■ Exercise
Give the number of lines in these entries that contain the string "Each", with no further comment.

■ Data records
+++++

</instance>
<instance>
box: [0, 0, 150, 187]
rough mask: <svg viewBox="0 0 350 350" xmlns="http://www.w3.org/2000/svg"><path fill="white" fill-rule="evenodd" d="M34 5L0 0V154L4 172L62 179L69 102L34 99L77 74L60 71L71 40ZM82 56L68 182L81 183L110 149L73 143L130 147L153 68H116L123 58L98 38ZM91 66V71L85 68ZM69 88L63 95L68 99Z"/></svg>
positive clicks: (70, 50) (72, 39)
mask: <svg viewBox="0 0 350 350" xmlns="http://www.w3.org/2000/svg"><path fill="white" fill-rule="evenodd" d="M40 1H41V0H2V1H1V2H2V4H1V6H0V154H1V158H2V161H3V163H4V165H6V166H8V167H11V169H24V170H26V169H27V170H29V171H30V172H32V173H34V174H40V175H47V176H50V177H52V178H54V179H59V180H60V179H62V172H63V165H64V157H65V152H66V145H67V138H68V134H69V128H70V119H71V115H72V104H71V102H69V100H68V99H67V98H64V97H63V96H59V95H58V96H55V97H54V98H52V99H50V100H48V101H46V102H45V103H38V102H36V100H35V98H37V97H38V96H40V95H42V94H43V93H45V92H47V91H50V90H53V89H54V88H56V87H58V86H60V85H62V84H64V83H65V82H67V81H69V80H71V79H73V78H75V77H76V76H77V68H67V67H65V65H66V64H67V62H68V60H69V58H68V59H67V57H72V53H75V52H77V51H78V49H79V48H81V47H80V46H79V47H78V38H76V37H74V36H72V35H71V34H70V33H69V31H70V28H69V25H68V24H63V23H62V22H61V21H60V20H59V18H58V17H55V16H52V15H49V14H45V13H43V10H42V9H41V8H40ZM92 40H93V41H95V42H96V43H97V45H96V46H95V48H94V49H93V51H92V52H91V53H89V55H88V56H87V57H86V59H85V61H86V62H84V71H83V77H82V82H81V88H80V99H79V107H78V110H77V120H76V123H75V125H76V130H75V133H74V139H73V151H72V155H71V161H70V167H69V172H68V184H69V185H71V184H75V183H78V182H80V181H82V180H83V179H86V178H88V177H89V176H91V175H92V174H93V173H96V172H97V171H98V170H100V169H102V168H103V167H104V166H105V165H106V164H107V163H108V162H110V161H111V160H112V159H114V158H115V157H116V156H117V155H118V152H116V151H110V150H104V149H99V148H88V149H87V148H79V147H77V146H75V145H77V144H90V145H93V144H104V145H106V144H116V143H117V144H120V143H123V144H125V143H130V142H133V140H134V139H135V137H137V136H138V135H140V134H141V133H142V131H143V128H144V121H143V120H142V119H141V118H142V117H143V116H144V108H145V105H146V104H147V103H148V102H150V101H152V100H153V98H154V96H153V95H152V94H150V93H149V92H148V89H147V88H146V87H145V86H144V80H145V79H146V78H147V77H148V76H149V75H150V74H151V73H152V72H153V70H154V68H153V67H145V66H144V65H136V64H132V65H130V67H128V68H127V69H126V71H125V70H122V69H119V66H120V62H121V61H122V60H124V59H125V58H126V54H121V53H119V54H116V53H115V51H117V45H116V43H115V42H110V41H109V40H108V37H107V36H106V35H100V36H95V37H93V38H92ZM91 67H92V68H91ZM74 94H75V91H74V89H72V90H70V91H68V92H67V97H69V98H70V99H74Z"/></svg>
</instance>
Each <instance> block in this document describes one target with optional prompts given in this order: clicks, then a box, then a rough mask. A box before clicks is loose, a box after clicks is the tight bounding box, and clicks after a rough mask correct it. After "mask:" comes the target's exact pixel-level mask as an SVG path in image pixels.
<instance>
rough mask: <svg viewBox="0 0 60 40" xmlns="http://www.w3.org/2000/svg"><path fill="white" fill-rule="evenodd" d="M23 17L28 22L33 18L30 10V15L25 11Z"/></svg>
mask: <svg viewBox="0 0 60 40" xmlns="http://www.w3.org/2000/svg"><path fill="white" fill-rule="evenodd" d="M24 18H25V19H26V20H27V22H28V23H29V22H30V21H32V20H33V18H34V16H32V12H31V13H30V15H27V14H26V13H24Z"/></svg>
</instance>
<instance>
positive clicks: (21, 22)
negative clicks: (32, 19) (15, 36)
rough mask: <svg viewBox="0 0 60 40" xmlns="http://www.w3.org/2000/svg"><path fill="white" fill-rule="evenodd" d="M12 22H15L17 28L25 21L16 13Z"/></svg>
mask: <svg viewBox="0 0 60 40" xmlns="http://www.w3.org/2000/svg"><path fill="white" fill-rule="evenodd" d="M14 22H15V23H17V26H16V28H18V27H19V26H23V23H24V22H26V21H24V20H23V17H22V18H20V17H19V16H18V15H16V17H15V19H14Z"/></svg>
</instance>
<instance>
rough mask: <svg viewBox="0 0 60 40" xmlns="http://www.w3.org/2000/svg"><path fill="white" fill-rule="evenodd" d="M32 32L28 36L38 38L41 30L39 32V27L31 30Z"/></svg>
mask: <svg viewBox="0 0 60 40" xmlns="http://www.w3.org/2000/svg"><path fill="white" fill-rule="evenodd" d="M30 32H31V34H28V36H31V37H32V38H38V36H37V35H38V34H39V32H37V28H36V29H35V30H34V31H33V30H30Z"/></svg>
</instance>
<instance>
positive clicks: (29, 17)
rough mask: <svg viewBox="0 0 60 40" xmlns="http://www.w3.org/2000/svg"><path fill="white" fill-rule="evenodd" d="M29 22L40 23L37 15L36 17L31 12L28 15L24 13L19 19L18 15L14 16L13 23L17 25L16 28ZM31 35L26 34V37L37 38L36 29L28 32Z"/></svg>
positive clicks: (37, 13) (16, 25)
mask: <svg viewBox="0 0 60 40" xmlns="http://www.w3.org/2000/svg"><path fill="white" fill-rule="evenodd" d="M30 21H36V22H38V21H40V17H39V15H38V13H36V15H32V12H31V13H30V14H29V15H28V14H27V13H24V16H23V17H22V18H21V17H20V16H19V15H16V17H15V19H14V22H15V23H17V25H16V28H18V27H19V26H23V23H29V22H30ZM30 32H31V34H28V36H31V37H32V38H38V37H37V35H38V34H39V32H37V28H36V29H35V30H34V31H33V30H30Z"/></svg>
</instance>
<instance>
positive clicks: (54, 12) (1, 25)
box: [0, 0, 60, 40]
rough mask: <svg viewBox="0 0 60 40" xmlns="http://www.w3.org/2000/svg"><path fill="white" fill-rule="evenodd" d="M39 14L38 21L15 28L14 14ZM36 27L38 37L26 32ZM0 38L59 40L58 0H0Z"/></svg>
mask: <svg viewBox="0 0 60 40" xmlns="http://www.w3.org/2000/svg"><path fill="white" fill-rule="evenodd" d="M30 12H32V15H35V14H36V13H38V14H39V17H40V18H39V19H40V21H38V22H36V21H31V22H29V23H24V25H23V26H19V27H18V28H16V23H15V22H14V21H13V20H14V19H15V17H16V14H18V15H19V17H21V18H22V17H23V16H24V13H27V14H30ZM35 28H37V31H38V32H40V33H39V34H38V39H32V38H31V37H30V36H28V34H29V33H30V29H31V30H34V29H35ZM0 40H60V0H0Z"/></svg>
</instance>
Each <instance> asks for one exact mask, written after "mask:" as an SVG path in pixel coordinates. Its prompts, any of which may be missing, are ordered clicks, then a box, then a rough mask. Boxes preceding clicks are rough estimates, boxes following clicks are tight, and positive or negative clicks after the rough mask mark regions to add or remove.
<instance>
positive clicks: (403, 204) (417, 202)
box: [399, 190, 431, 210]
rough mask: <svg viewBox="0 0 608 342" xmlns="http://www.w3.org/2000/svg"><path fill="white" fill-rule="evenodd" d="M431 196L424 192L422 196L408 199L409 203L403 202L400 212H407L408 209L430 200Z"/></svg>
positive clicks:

+++++

■ Result of this task
2